--- start DATA SECTION ---

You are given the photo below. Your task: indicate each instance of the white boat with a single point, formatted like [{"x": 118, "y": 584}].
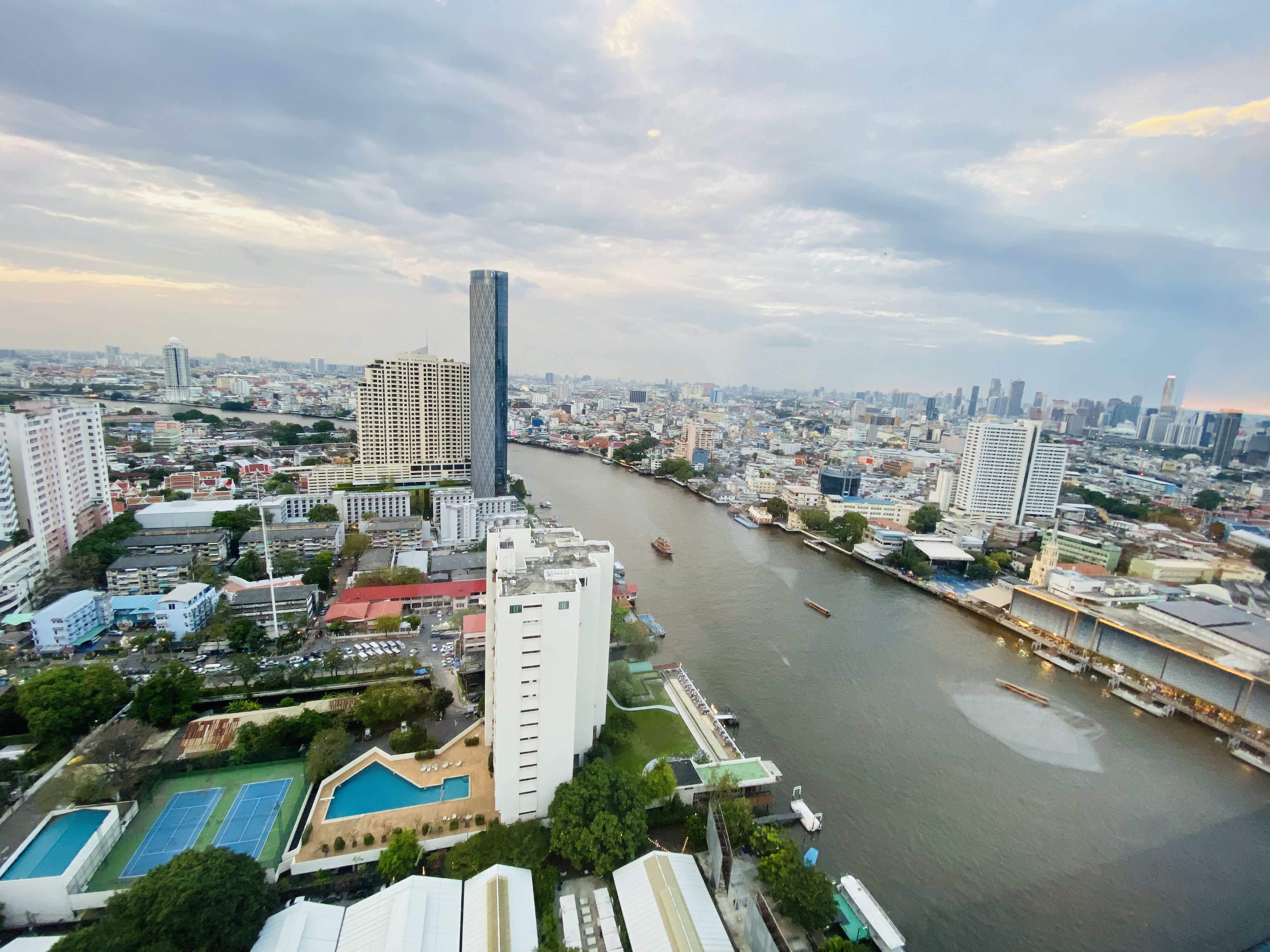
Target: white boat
[
  {"x": 883, "y": 930},
  {"x": 811, "y": 822}
]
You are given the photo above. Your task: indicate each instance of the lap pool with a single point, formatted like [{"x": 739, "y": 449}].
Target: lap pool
[{"x": 376, "y": 789}]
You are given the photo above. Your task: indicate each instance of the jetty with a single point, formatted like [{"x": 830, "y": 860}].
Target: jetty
[{"x": 1030, "y": 695}]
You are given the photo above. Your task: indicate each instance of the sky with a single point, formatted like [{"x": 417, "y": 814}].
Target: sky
[{"x": 844, "y": 195}]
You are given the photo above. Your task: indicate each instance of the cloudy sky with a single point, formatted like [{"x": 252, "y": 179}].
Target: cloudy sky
[{"x": 915, "y": 195}]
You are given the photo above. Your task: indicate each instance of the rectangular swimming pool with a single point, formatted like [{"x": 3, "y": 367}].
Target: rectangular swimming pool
[
  {"x": 375, "y": 789},
  {"x": 54, "y": 848}
]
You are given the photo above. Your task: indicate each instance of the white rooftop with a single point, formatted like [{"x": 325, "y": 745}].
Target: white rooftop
[
  {"x": 498, "y": 912},
  {"x": 416, "y": 915},
  {"x": 301, "y": 927},
  {"x": 662, "y": 895}
]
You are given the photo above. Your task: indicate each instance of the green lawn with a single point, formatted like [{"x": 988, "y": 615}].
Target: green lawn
[
  {"x": 657, "y": 734},
  {"x": 232, "y": 779}
]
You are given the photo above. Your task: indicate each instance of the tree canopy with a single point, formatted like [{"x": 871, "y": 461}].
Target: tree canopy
[
  {"x": 61, "y": 704},
  {"x": 168, "y": 699},
  {"x": 210, "y": 900},
  {"x": 925, "y": 520},
  {"x": 598, "y": 819}
]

--- end DATA SECTION ---

• _STATED PROBLEM_
Rewrite all the records above with "photo" changed to "image" everywhere and nothing else altered, and leave out the pictures.

• _RESPONSE TO THE EXERCISE_
You are given the image below. Your task: indicate each instance of the white boat with a single point, formatted like [{"x": 118, "y": 584}].
Target: white boat
[
  {"x": 883, "y": 930},
  {"x": 811, "y": 822}
]
You are given the image above. Your task: indicate each instance of the lap pool with a single point, formatted like [{"x": 739, "y": 449}].
Target: lap pool
[{"x": 376, "y": 789}]
You are given the image above. Your task: indicate each instance of the jetty with a single point, formatted like [{"x": 830, "y": 860}].
Target: jetty
[{"x": 1030, "y": 695}]
You are given the image above. Your task: indicate each instance of the sky with a single point, formatted like [{"x": 417, "y": 814}].
Target: sky
[{"x": 844, "y": 195}]
You are given the image above. Your task: indicate each instance of the cloudy sky with a single point, formatted like [{"x": 252, "y": 179}].
Target: cloudy sky
[{"x": 915, "y": 195}]
You are given the image above. Your task: indicate each instance of the rectangular swimming pool with a single point, formatted like [{"x": 3, "y": 367}].
Target: rectangular swimming pool
[
  {"x": 375, "y": 789},
  {"x": 54, "y": 848}
]
You are given the image above. Your task: indicate each instance of the white rooftop with a single point, formatted like [{"x": 325, "y": 745}].
Target: white rooftop
[
  {"x": 498, "y": 912},
  {"x": 416, "y": 915},
  {"x": 301, "y": 927},
  {"x": 662, "y": 895}
]
You are given the image above. Your task: indicate each instance of the green lawn with a single point, formatted like [{"x": 988, "y": 615}].
Target: green lawn
[
  {"x": 657, "y": 734},
  {"x": 232, "y": 779}
]
You are given the image above. Your task: indicate each instance of the tree canopy with a single point, formatted like [{"x": 871, "y": 461}].
Target: tree canopy
[
  {"x": 61, "y": 704},
  {"x": 168, "y": 699},
  {"x": 210, "y": 900},
  {"x": 925, "y": 520},
  {"x": 598, "y": 819}
]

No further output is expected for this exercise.